◆ **READING TEXT**
━━━━━━━━━━━━━━━━━━━━

Sparse-to-Dense Frame Sampling Strategy:
- Function: Balance tokenizer efficiency and video reconstruction quality.
- Mechanism: The tokenizer takes sparsely sampled frames (5 frames, 2fps) to reduce the token sequence length, while the denoising target uses densely sampled frames (16 frames, 8fps) to ensure the complete learning of temporal dynamics.
- Design Motivation: Adjacent frames exhibit high semantic redundancy, making sparse sampling sufficient for comprehension, whereas generation demands temporal details from dense frames.

Loss & Training¶

Tokenizer training: Standard diffusion denoising loss. LLM training: Next-token prediction cross-entropy for comprehension, and GMM NLL loss for generation. Three stages: Tokenizer pre-training (10M videos) → LLM pre-training (video-text pairs) → SFT (multi-task).

Key Experimental Results¶

Main Results¶

Model	LLM Size	Video Gen	EgoSchema	MVBench	ActivityNet
Video-LLaVA	7B	×	38.4	41.0	45.3
VideoChat2	7B	×	42.2	51.1	49.1
Video-LaVIT	7B	✓	-	-	-
Divot-LLM	7B	✓	43.6	52.8	50.2

Ablation Study¶

Feature Modeling	FVD↓	Similarity↑
MSE Regression	Poor	Lower
Diffusion Modeling	Medium	Medium
GMM Modeling	Best	Highest

Key Findings¶

Divot-LLM is highly competitive with specialized comprehension models in video understanding, while additionally gaining video generation capability.
GMM modeling significantly outperforms MSE regression and diffusion modeling, validating the importance of probabilistic modeling for continuous feature generation.
High-level tokens generated by the Perceiver Resampler, which are position-independent, are easier for the LLM to fit compared to patch tokens that preserve spatial structures.

━━━━━━━━━━━━━━━━━━━━

In the passage on Divot-LLM, list every benchmark that the main results table reports scores on.

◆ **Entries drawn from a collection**

━━━━━━━━━━━━━━━━━━━━

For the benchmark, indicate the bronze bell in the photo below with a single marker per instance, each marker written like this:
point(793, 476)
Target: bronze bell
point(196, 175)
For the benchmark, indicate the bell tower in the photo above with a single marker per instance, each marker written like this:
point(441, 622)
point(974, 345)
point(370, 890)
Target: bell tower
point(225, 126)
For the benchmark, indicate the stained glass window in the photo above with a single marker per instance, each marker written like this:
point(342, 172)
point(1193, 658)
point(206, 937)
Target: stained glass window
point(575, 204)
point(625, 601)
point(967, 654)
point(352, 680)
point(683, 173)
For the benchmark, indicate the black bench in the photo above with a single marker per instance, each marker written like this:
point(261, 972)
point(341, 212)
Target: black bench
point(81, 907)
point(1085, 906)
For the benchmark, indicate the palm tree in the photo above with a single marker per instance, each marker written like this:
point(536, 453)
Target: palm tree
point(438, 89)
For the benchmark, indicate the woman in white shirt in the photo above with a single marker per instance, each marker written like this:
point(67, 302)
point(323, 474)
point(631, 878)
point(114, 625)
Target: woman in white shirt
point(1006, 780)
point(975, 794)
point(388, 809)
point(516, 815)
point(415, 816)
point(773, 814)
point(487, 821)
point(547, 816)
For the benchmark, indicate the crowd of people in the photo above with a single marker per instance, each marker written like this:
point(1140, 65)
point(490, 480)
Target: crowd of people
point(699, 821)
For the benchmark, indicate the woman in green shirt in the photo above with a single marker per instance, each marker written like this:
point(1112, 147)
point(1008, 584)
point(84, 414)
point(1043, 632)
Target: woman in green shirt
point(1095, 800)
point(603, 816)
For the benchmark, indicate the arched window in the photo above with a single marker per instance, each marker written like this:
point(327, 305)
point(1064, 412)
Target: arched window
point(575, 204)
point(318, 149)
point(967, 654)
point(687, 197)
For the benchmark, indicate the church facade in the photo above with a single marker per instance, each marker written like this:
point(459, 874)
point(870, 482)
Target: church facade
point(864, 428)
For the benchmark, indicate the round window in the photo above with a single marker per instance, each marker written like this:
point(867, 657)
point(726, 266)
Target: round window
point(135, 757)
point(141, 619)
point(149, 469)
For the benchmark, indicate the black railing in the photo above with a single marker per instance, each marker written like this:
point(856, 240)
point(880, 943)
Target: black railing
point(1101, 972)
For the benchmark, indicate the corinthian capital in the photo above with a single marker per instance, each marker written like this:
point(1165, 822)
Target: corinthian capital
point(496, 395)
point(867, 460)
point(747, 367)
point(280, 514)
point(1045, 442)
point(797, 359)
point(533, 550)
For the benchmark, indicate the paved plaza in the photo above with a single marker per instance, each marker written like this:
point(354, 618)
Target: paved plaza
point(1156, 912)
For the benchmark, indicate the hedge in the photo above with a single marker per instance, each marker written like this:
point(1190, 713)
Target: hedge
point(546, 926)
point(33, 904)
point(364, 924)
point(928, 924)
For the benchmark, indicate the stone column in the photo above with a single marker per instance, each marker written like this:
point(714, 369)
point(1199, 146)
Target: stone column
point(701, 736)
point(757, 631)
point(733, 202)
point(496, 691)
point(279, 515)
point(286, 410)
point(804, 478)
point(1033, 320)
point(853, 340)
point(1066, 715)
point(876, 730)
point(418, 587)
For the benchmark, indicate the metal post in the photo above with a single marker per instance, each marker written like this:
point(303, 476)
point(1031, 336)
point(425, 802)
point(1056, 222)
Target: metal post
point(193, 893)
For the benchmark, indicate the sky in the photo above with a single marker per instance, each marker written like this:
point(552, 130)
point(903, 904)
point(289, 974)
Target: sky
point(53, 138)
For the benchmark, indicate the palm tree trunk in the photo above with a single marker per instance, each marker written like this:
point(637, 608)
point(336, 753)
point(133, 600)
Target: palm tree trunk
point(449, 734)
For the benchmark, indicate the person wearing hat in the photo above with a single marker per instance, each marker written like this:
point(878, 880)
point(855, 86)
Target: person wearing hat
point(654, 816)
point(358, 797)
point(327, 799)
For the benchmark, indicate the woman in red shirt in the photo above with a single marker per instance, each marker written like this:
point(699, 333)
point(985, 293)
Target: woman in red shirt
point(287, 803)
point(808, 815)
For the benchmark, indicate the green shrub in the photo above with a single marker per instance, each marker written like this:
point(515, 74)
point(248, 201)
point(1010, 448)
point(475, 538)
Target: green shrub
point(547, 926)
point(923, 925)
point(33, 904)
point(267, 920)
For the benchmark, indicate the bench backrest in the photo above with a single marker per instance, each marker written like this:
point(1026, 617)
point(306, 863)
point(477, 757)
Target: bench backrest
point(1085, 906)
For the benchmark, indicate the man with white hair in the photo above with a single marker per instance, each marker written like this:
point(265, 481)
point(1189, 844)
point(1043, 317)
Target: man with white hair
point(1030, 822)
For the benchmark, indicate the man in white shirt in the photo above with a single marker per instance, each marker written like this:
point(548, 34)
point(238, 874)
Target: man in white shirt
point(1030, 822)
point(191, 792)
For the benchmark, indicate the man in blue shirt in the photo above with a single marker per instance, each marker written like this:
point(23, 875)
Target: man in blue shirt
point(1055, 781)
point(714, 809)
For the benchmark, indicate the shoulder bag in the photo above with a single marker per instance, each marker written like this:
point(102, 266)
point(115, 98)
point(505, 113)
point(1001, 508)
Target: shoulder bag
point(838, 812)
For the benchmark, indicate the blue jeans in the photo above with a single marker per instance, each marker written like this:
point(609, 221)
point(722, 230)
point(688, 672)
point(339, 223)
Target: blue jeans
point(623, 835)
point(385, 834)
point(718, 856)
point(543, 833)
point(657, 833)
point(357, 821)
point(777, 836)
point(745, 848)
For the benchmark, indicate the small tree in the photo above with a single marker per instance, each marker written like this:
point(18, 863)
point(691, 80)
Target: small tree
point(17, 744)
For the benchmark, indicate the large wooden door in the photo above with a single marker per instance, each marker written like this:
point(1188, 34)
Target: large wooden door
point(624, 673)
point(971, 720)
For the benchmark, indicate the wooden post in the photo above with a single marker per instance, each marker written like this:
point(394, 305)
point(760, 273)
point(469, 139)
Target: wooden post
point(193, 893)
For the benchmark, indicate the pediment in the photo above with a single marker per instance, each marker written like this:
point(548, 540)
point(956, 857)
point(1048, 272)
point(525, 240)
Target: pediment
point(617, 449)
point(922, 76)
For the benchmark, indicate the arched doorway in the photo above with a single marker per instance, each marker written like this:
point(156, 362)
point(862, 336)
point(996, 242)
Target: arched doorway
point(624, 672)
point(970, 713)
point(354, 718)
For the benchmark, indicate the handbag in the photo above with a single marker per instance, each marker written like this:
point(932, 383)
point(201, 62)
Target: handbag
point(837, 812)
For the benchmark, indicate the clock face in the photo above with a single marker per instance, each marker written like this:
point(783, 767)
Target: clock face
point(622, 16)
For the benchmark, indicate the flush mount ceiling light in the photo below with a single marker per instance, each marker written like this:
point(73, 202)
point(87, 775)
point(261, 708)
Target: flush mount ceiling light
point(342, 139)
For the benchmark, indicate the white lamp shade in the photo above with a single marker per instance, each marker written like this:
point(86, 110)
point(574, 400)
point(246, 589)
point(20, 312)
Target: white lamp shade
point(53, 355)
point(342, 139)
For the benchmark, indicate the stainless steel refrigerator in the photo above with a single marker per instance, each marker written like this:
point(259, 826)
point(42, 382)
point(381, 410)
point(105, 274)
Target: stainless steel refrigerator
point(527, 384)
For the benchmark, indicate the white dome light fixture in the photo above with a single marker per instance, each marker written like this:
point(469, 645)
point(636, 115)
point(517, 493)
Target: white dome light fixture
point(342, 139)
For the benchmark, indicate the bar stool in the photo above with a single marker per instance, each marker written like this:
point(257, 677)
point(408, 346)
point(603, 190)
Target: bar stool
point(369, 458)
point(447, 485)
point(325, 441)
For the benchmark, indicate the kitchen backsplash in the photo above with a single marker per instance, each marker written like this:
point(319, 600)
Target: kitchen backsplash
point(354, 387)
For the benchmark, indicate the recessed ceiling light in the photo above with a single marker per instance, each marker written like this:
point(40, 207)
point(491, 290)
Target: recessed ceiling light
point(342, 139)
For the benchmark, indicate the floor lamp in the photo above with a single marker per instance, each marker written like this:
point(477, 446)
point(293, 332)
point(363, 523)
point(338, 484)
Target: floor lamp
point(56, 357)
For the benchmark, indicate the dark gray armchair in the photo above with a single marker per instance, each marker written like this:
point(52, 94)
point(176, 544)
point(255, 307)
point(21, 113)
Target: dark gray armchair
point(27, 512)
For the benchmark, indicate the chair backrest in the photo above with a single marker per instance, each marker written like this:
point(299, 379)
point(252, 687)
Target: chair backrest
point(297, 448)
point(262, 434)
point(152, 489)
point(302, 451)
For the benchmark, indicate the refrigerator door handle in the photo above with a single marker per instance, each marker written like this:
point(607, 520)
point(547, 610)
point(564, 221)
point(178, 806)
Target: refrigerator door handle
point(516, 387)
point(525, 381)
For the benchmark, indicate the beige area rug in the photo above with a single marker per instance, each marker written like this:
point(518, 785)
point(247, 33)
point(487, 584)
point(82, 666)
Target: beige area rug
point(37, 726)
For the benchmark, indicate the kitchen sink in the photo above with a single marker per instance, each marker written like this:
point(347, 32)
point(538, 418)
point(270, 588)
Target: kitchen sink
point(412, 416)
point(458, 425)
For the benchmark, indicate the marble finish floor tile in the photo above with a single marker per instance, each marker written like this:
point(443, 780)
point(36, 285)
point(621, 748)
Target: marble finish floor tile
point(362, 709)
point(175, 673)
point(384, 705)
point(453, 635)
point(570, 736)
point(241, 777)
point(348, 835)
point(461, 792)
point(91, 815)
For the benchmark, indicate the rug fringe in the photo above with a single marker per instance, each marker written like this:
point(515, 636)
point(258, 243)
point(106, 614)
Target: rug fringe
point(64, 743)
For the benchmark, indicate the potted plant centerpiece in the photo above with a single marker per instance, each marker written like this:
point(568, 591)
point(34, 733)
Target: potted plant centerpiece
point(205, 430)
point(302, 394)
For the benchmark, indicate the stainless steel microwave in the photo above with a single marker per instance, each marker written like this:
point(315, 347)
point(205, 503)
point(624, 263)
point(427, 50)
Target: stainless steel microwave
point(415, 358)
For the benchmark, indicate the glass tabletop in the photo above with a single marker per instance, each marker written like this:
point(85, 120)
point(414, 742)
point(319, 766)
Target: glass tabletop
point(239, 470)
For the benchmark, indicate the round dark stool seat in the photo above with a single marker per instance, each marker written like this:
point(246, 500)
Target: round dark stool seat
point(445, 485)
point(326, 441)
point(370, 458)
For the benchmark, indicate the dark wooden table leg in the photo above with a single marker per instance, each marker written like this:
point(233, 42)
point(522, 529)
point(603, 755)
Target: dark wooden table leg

━━━━━━━━━━━━━━━━━━━━

◆ **TASK SOLUTION**
EgoSchema, MVBench, ActivityNet